The required output is the exact sequence of lines from the line holding "Performance-review request: for every instance of the silver" to the end of the records, inclusive.

— Start Data entries —

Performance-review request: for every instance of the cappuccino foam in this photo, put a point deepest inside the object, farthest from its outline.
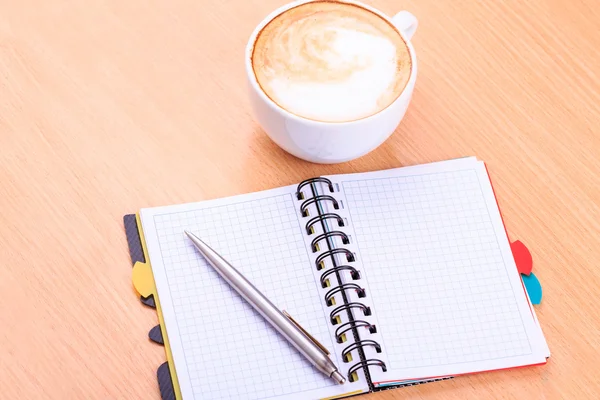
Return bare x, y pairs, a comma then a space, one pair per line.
331, 61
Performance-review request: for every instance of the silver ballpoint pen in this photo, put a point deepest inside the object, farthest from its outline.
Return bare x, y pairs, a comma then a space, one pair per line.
315, 352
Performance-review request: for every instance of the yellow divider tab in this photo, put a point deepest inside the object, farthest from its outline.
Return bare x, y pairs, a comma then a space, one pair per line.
143, 281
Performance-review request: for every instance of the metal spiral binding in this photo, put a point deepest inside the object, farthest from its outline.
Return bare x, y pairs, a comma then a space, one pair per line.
330, 251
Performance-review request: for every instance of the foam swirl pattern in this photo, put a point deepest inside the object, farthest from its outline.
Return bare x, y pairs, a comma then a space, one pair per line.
331, 61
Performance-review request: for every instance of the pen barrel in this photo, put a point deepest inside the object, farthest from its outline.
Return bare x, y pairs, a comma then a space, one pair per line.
272, 314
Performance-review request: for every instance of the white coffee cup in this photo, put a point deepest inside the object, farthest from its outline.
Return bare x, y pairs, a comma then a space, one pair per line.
330, 142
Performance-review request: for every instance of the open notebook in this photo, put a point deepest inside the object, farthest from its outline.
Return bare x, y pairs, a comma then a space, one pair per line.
403, 274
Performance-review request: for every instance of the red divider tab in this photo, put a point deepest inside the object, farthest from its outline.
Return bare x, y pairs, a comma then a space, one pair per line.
522, 257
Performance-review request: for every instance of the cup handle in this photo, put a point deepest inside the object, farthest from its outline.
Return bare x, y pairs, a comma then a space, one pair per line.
406, 22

— End Data entries —

> **Expected answer**
Performance-review request: for every instance of the silver ballpoint pen in this photo, put a point deepest inside the object, farthest from its outline.
Return bare x, y pairs, a comma then a space, one pair per line.
315, 352
Performance-review request: for every instance of the yellow divider tab in this photo, put a point deepest inside the object, farthest from its outline.
Return bare x, y pairs, a comma then a space, one pair per line.
143, 281
Performance-review request: for every instance of the metal spiral binding in this photo, put a point deepest inside the object, farthest from its outline.
Return bare x, y pairs, a comma then a space, one pair per line.
330, 251
Performance-review request: for every instance of the foam swirl pattern in this photo, put a point deepest inside the object, farthest from its outline.
Return bare x, y pairs, a comma then a space, one pair per line.
331, 61
Performance-review request: for every instance of the pen barrel in this photo, put a point deepest inside the object, farthest from its outline.
Return bare x, y pairs, a comma then a space, one pair per line.
272, 314
Performance-review request: for every instance of the white coffee cup in this photo, put a point deepest inside the object, farthest from its outline.
Return bare x, y pairs, a comma then a space, one pair per line.
330, 142
Performance-review request: for every instance of the open notebook in this photo, put a point deepest inside the object, farthest from its outline.
Return bare x, y pairs, a comma then a space, one pair per line.
403, 274
Performance-review request: for every instance of the red divider tab in this photo, put a point deepest inside the object, farthest from its outline.
Return bare x, y pairs, a comma then a space, one pair per line.
522, 257
Performance-review request: for every instance of the cup handle in this photo, put a point deepest inside the object, farthest from its outline.
Return bare x, y pairs, a comma then a space, one pair per line.
406, 22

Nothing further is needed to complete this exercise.